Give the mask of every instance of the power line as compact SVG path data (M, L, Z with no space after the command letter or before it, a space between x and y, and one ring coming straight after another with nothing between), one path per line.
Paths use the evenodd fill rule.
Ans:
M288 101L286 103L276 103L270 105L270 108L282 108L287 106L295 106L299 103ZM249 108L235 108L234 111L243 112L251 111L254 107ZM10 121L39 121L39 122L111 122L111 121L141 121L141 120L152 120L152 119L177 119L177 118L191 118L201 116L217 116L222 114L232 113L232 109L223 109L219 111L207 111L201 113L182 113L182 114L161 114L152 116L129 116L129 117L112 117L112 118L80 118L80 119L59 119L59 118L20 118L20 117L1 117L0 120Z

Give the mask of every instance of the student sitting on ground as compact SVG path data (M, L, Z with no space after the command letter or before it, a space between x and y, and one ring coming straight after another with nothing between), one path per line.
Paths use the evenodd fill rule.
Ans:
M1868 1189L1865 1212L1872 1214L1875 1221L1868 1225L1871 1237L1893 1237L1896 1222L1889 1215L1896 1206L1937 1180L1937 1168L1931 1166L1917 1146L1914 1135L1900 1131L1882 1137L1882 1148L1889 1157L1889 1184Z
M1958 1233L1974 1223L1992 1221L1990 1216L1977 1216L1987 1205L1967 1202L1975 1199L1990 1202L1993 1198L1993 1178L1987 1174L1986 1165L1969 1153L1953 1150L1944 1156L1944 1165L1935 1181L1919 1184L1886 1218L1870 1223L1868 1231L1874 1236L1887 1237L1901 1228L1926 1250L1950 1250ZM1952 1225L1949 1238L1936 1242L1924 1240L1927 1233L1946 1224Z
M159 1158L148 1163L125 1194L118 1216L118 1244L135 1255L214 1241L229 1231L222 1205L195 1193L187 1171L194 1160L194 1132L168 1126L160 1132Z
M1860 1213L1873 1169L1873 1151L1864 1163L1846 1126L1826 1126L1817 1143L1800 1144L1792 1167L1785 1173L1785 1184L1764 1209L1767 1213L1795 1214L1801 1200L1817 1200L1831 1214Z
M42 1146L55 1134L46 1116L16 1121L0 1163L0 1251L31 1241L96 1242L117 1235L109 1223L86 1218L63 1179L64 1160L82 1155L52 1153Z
*-*-*
## [WHAT TO WORK ON]
If a line in the records above has the word "ring", copy it.

## [REPLY]
Give the mask of every instance of the power line as compact SVG path data (M, L, Z with no space after the command letter or before it, a space between x and y, and one ring coming straight after another with nothing between), one path per line.
Give the mask of every instance of the student sitting on ground as compact SVG path data (M, L, Z with no space after the command letter or before it, a space between x and y, and one ring coming straight after another with nothing between), one path per line.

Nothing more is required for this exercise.